## start Given text
’09: A Good Year for Debt Consolidators, Cell Phones

You can tell a lot about what kind of year 2009 was just by looking at who increased and decreased ad spending the most.

For instance, a company called the National Mortgage Center, which claims to help consumers avoid foreclosures, boosted its ad spend to $17.2 million from about $40,000 in 2008, a 430-fold increase. Money4Gold  also logged a big jump in ad spending, as did Freedom Financial Network, a marketer that purports to help consumers manage their debt.

The big decreasers? The entire real estate category and anyone selling mutual funds.
## end Given text
## start Data supplied
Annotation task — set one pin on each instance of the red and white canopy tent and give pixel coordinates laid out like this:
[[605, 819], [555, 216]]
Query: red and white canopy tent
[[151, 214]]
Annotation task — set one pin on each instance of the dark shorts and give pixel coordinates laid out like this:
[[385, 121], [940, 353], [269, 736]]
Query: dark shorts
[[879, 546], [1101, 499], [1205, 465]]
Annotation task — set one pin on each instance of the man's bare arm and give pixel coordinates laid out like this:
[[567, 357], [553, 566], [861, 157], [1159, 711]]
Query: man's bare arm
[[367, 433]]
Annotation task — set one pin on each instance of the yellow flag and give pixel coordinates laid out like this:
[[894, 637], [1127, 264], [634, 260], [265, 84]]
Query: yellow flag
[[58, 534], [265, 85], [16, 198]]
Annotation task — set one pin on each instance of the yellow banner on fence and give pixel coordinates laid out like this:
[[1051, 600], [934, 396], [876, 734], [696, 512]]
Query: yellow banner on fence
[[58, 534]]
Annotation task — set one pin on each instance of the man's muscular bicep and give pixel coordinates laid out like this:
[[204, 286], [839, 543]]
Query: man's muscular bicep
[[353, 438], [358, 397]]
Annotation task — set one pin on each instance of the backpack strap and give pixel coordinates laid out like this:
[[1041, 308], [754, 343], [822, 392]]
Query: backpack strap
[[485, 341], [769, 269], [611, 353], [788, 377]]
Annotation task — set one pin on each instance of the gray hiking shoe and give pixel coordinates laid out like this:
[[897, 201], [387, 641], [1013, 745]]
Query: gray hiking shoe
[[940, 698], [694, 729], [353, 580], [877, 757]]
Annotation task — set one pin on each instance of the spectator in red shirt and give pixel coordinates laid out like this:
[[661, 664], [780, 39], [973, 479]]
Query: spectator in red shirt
## end Data supplied
Tasks and exercises –
A – Answer the following from the article on 2009 ad spending, one line each:
(i) To what amount did the National Mortgage Center raise its ad spend?
(ii) What does Freedom Financial Network purport to help consumers do?
(iii) Which entire category is named among the big decreasers?
B – Write the next part of the article on 2009 ad spending, continuing from its last sentence.
The entries are not required for this work.

Results by task –
A –
(i) $17.2 million
(ii) Manage their debt
(iii) Real estate

B –
The data, released by the Nielsen Co. this month, connect the dots for a year in which overall U.S. advertising spending fell 9 percent, to $117 billion. But that estimate was actually better than originally predicted. For the first half of 2009, spending was down 15.4 percent over the same period in 2008. Things picked up considerably in the fourth quarter. (Nielsen’s estimates don’t include online ad spending. According to the Interactive Advertising Bureau, such spending was estimated at $10.9 billion, a 5.3 percent decline from the same period in the previous year. The IAB’s full-year 2009 figures aren’t out yet.)

The softness at the beginning of the year is one reason why there were so many new direct response advertisers like Cash4Gold, said Sam Catanese, chief executive of the Infomercial Monitoring Service of Broomall, Pa. Catanese said that since so many major advertisers pulled back on spending in early 2009, there was a lot of cheap TV airtime. “The first quarter was strong,” Catanese said, referring to 2009. But Catanese added that in each subsequent quarter, rates went up again, and time became scarcer. As for 2010: “Q1 seems to be strong again. I feel we’ll be up and swinging.”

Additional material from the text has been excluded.